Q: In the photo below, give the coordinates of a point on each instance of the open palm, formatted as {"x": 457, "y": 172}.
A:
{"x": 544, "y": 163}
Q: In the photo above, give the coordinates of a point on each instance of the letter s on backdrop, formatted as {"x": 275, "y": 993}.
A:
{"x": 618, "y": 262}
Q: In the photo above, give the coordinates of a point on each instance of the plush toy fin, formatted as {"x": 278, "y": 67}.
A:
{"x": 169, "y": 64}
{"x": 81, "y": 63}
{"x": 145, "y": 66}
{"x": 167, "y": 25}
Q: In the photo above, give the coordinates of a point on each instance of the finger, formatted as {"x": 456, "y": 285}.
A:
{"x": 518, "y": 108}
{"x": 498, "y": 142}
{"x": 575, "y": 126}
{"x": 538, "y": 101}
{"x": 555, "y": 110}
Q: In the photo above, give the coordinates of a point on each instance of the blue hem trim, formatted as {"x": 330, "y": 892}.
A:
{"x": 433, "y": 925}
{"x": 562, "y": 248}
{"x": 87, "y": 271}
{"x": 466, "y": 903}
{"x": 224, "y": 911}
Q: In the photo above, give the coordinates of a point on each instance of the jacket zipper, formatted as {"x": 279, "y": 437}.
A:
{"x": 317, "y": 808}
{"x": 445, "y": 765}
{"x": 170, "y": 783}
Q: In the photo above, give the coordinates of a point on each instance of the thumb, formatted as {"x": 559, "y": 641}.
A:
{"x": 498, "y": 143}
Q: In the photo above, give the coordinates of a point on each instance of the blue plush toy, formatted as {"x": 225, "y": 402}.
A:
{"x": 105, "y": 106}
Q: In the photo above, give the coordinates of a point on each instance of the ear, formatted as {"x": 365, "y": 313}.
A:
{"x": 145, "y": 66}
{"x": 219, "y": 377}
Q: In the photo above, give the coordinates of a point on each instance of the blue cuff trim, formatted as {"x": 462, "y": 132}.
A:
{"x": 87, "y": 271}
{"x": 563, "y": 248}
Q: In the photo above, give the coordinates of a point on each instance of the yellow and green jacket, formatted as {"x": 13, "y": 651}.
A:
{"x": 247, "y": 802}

========================

== WHAT IS ASKED ==
Scale the part of the listing that opens with the line containing "the thumb, formatted" and closes at the end of the listing. Reproduce only those lines, requests included and unchanged, and multiply every coordinate in the answers by 0.7, rounding to whole numbers with halves going up.

== ANSWER TO THIS PROBLEM ==
Q: In the photo above, give the coordinates of a point on each instance of the thumb, formatted as {"x": 559, "y": 641}.
A:
{"x": 349, "y": 100}
Q: In the photo above, give the coordinates of a point on each instance of the blue plush toy, formatted as {"x": 225, "y": 402}.
A:
{"x": 74, "y": 74}
Q: In the photo above, give the coordinates of a point on each instance of the ear, formatted as {"x": 365, "y": 313}.
A:
{"x": 102, "y": 46}
{"x": 153, "y": 264}
Q: In the photo above, give the coordinates of a point on each instance of the blue cuff trim, formatted as {"x": 462, "y": 132}.
A:
{"x": 61, "y": 190}
{"x": 394, "y": 174}
Q: In the photo above, give the coordinates of a point on each instance of the yellow and green jacket, formatted as {"x": 13, "y": 651}.
A:
{"x": 173, "y": 561}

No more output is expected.